# [Selection]
This is Apache Spark's default join type. The inner join removes everything that isn't common in both tables. It returns all data from both sides of the table that matches the join condition (predicate in the 'on' parameter). As a result, if one of the tables is empty, the result will be empty too.

 

The syntax for PySpark Inner join is as follows -

 

table1.join(table2,table1.column_name == table2.column_name,”inner”)

In [7]:
empDF.join(deptDF,empDF.emp_dept_id ==  deptDF.dept_id,"inner").show()

+------+------+-----------+-----------+------+------+---------+-------+
|emp_id|  name|year_joined|emp_dept_id|gender|salary|dept_name|dept_id|
+------+------+-----------+-----------+------+------+---------+-------+
|     1|  John|       2018|         10|     M|  3000|  Finance|     10|
|     3|  Ross|       2010|         10|     M|  1000|  Finance|     10|
|     2| Dario|       2010|         20|     M|  4000|Marketing|     20|
|     4|Rachel|       2005|         40|     F|  2000|       IT|     40|
+------+------+-----------+-----------+------+------+---------+-------+



### PySpark Left Join / PySpark Left Outer Join

![image.png](attachment:image.png)

The PySpark outer join enables you to include rows from one table in the result set even if it cannot identify any matching rows from another table.

 

Even when there isn't a match in the right table, all left table rows remain unaffected in a PySpark left outer join. If there is a match in the right table, it returns the matching rows.

 

When the join expression doesn't match, it assigns null to that record and eliminates records from the correct dataset.

 

### The syntax for PySpark Left Outer join-

* left: table1.join(table2,table1.column_name ==  table2.column_name,”left”)

* leftouter: table1.join(table2,table1.column_name ==  table2.column_name,”leftouter”)

In [8]:
empDF.join(deptDF,empDF.emp_dept_id ==  deptDF.dept_id,"left").show()

+------+------+-----------+-----------+------+------+---------+-------+
|emp_id|  name|year_joined|emp_dept_id|gender|salary|dept_name|dept_id|
+------+------+-----------+-----------+------+------+---------+-------+
|     1|  John|       2018|         10|     M|  3000|  Finance|     10|
|     2| Dario|       2010|         20|     M|  4000|Marketing|     20|
|     3|  Ross|       2010|         10|     M|  1000|  Finance|     10|
|     4|Rachel|       2005|         40|     F|  2000|       IT|     40|
|     5|Monica|       2010|         50|     F|  3000|     null|   null|
+------+------+-----------+-----------+------+------+---------+-------+



In [9]:
empDF.join(deptDF,empDF.emp_dept_id ==  deptDF.dept_id,"leftouter").show()

# [Record excerpts]

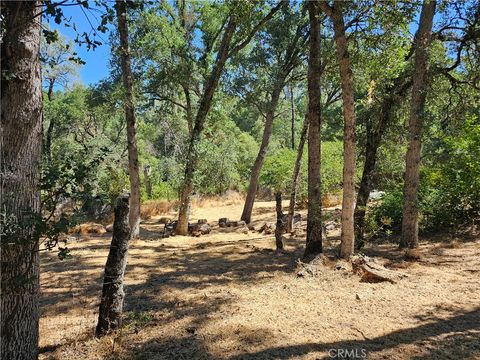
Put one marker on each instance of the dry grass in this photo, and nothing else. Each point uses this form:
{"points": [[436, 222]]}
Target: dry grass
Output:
{"points": [[229, 296], [153, 208], [88, 228], [331, 200]]}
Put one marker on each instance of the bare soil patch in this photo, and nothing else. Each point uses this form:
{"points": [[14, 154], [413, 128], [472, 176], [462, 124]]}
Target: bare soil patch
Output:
{"points": [[230, 296]]}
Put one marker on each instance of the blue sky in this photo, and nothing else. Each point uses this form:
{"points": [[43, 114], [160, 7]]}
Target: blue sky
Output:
{"points": [[96, 67]]}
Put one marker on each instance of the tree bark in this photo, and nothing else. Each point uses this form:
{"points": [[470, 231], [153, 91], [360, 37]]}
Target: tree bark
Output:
{"points": [[20, 158], [412, 159], [375, 131], [205, 103], [262, 152], [51, 125], [295, 175], [133, 170], [314, 216], [292, 109], [280, 225], [111, 304], [148, 182], [346, 78], [289, 63]]}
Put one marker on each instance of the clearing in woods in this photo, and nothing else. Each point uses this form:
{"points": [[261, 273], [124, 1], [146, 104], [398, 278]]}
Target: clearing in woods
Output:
{"points": [[229, 296]]}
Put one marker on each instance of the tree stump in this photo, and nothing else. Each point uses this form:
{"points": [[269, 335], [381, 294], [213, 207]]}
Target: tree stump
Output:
{"points": [[111, 304]]}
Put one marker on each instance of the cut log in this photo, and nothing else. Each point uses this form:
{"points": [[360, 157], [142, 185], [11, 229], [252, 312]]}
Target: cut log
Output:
{"points": [[372, 272]]}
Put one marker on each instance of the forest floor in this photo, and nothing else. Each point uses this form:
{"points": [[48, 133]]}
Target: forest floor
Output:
{"points": [[230, 296]]}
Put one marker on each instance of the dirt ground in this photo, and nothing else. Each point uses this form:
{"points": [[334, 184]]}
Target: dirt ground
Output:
{"points": [[230, 296]]}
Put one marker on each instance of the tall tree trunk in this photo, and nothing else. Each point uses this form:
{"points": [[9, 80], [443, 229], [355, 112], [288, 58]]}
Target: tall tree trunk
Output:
{"points": [[296, 175], [280, 225], [415, 122], [133, 171], [111, 304], [51, 125], [375, 131], [148, 181], [205, 103], [346, 77], [262, 152], [314, 216], [20, 158], [292, 109], [188, 100]]}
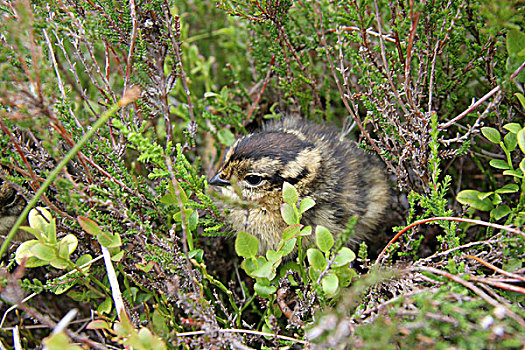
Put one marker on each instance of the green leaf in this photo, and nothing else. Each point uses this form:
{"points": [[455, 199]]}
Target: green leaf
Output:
{"points": [[500, 211], [109, 240], [290, 194], [316, 259], [43, 252], [499, 164], [330, 283], [521, 98], [345, 275], [491, 134], [511, 141], [344, 257], [249, 265], [471, 197], [306, 231], [289, 214], [306, 203], [89, 225], [193, 220], [264, 290], [288, 246], [67, 245], [515, 173], [515, 42], [323, 238], [105, 306], [508, 188], [83, 260], [226, 137], [512, 127], [521, 139], [265, 270], [291, 231], [24, 252], [246, 245], [273, 256], [116, 254]]}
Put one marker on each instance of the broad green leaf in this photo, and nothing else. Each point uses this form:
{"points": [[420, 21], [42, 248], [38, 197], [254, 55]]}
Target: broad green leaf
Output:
{"points": [[24, 251], [496, 200], [105, 306], [521, 139], [273, 256], [521, 98], [249, 265], [60, 263], [264, 290], [344, 257], [345, 275], [512, 127], [330, 283], [290, 194], [265, 270], [316, 259], [116, 255], [515, 173], [499, 164], [43, 252], [500, 211], [323, 238], [288, 246], [226, 137], [306, 231], [515, 42], [178, 215], [511, 141], [146, 338], [508, 188], [246, 245], [291, 231], [67, 245], [289, 214], [109, 240], [89, 225], [38, 235], [483, 195], [491, 134], [83, 260], [471, 197], [59, 341], [306, 203]]}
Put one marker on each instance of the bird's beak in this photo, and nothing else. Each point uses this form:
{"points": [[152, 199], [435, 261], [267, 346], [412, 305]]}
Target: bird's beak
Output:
{"points": [[217, 181]]}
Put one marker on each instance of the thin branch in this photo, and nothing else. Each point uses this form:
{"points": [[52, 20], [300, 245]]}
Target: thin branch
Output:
{"points": [[473, 288], [472, 221], [481, 100], [495, 268], [245, 331]]}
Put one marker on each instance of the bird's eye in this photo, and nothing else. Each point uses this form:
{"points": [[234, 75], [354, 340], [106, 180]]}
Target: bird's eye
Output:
{"points": [[253, 180]]}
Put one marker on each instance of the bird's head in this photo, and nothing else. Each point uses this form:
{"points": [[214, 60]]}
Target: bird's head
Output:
{"points": [[260, 163]]}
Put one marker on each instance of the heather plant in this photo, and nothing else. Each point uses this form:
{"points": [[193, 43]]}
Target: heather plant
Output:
{"points": [[114, 114]]}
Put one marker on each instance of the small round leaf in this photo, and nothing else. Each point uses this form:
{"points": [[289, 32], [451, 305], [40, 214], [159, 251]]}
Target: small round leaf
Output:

# [Exercise set]
1/ In the PySpark joins text, what does a left outer join assign to a record when the join expression doesn't match?
2/ Lay out the lines of the listing, starting with the line that contains "Put one marker on each instance of the bird's beak" and going on through the end of the listing, as a JSON list of strings, one string per line, with blank lines left out.

# [Task solutions]
1/ It assigns null to that record.

2/
[
  "Put one marker on each instance of the bird's beak in this photo, and nothing else. Each point uses this form:",
  "{\"points\": [[152, 199], [435, 261], [267, 346], [412, 305]]}",
  "Target: bird's beak",
  "Output:",
  "{\"points\": [[217, 181]]}",
  "Put one marker on each instance of the thin branch in this photo, and nothing else. Each point uses this form:",
  "{\"points\": [[52, 20], [300, 245]]}",
  "Target: thin branch",
  "Output:",
  "{\"points\": [[473, 288], [472, 221], [481, 100], [495, 268], [245, 331]]}",
  "Put one marker on each instance of the bird's eye in this photo, and nothing else. Each point uses this form:",
  "{\"points\": [[234, 75], [354, 340], [106, 180]]}",
  "Target: bird's eye",
  "Output:",
  "{\"points\": [[253, 180]]}",
  "Put one marker on each instance of the bird's head in this photo, and nothing else. Each point uses this form:",
  "{\"points\": [[214, 60]]}",
  "Target: bird's head",
  "Output:",
  "{\"points\": [[260, 163]]}",
  "Put one marker on each instance of the heather plant in this photo, and nothing else. Each point uses this form:",
  "{\"points\": [[193, 43]]}",
  "Target: heather plant",
  "Output:",
  "{\"points\": [[114, 114]]}",
  "Put one marker on each instance of the small round leaf in this photo, and nothing else. Each point uses this form:",
  "{\"points\": [[289, 32], [451, 305], [40, 214], [159, 251]]}",
  "Target: small round leaf",
  "Output:"
]